What needs to be done >>
The entire listing below needs to be transcribed word for word.

:: Available records

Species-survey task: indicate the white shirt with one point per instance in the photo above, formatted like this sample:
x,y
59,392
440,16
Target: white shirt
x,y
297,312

::::

Your solution >>
Species-survey task: indicate the white shirt with one point per instance in the photo above, formatted like this sample:
x,y
59,392
440,16
Target: white shirt
x,y
297,312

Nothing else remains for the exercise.